> [Directive] Rewrite the entries below, replacing "be located in this picture" with "be found in this image" throughout and changing nothing else; omit the pictures from your answer.
___ Data extract ___
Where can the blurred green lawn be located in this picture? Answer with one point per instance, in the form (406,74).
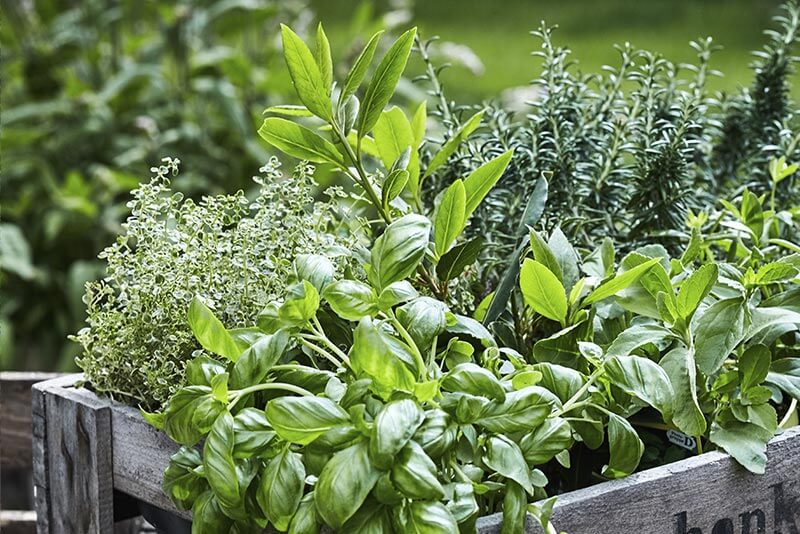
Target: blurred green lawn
(498,31)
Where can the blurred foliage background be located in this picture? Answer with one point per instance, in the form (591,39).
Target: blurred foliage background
(95,92)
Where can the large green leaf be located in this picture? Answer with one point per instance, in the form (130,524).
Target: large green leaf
(281,488)
(360,66)
(620,282)
(625,447)
(344,484)
(451,217)
(383,82)
(393,427)
(542,291)
(218,464)
(680,367)
(718,330)
(303,419)
(397,253)
(481,180)
(305,74)
(299,142)
(376,355)
(210,332)
(644,380)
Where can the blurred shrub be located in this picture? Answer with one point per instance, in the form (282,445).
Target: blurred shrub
(93,93)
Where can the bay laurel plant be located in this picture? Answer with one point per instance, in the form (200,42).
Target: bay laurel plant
(365,399)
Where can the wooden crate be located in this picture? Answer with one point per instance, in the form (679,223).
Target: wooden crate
(86,446)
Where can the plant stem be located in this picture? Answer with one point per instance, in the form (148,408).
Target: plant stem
(239,394)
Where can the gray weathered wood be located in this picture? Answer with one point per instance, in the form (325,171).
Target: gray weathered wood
(77,459)
(708,494)
(15,417)
(17,521)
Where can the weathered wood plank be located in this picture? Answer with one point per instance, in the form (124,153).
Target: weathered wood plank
(17,522)
(15,417)
(707,494)
(78,457)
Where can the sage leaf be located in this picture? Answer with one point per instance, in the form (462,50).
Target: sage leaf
(717,332)
(643,379)
(680,366)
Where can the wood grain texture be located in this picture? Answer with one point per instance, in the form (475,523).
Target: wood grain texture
(15,417)
(17,522)
(711,494)
(77,458)
(708,494)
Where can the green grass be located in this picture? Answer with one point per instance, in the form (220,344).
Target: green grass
(498,31)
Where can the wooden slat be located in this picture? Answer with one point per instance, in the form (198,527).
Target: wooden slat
(15,417)
(17,522)
(77,459)
(707,494)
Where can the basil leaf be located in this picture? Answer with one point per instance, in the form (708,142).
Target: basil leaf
(718,330)
(480,181)
(220,469)
(252,433)
(414,474)
(299,142)
(427,517)
(351,299)
(680,367)
(451,216)
(305,518)
(384,81)
(542,291)
(254,363)
(625,447)
(515,508)
(281,488)
(521,410)
(344,484)
(209,331)
(458,258)
(474,379)
(305,73)
(424,318)
(695,288)
(208,517)
(397,253)
(393,427)
(505,458)
(377,355)
(302,419)
(180,411)
(644,380)
(181,482)
(201,369)
(550,438)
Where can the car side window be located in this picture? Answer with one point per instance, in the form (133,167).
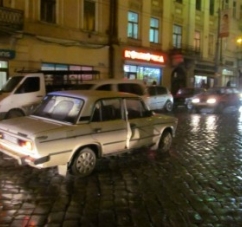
___
> [Solution for this problem]
Where can the blurred green lawn be found in this image? Answer with one point per instance, in the form (406,74).
Target: blurred green lawn
(498,31)
Where can the blurred foliage background be found in this image? Answer with one point per instance, in the form (591,39).
Target: blurred foliage background
(95,92)
Where can the large green leaf be found in this image? Answer with one point per instance, in the form (130,524).
Target: large green leaf
(281,488)
(360,66)
(620,282)
(625,447)
(344,484)
(451,217)
(383,82)
(393,427)
(542,291)
(218,464)
(680,367)
(718,330)
(303,419)
(397,253)
(481,180)
(305,74)
(299,142)
(376,355)
(210,332)
(644,380)
Where can the blurred shrub be found in this image? Answer with one point per instance, in the form (282,445).
Target: blurred shrub
(93,93)
Where can the bay laurel plant be found in this image? Answer with one point per instance, in the form (200,42).
Target: bay laurel plant
(365,399)
Where can the wooden crate be found in this image? Answer with one point per instance, in the form (679,223).
Target: wooden crate
(86,446)
Where can the plant stem be found in this image? Answer with one point per instance, in the form (148,408).
Target: plant stem
(239,394)
Where can the gray weathered wood be found in this image? Answer with one point per instance, in the form (325,171).
Target: gray weathered wood
(77,459)
(708,494)
(15,417)
(17,521)
Where can the weathered wood plank be found in this image? Answer with one point per instance, in the form (124,153).
Target: weathered wood plank
(17,522)
(15,417)
(707,494)
(78,457)
Where can the sage leaf be found in this image? Answer with one point per instance, in the form (462,50).
Target: sage leaf
(717,332)
(643,379)
(680,366)
Where can the wood grain texture be found in this image? Answer with one point per instance, in the form (475,523).
Target: wood grain texture
(15,417)
(17,522)
(711,494)
(77,458)
(708,494)
Where can the green grass be found in this image? Answer with one point per instance, in the form (220,344).
Target: green grass
(498,31)
Where can the wooden slat be found in this image? Answer with one point per instance, in the form (198,527).
Target: wooden slat
(15,417)
(17,522)
(77,459)
(707,494)
Where can the basil leaf be found in this image? Answer with one point per instance, in the form (708,142).
Target: basil leaf
(718,330)
(480,181)
(220,469)
(252,433)
(414,474)
(299,142)
(427,517)
(351,299)
(680,367)
(451,216)
(305,518)
(384,81)
(542,291)
(254,363)
(625,447)
(515,508)
(281,488)
(521,410)
(344,484)
(209,331)
(458,258)
(474,379)
(305,73)
(424,318)
(695,288)
(208,517)
(397,253)
(393,427)
(505,458)
(377,355)
(302,419)
(180,411)
(644,380)
(181,482)
(201,369)
(550,438)
Where can the car side window be found in this image? Answer with one point per instance, in the form (133,167).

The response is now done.